* [DATASET RECORDS]
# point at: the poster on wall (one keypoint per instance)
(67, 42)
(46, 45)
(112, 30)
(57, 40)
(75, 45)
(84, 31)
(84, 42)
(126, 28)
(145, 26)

* [WHAT IS ASKED] Return the listing above in its exact form.

* [THE OUTPUT]
# point at: the poster on wall (one keypoint per instance)
(67, 42)
(46, 45)
(112, 30)
(57, 40)
(75, 45)
(84, 31)
(84, 42)
(126, 28)
(145, 26)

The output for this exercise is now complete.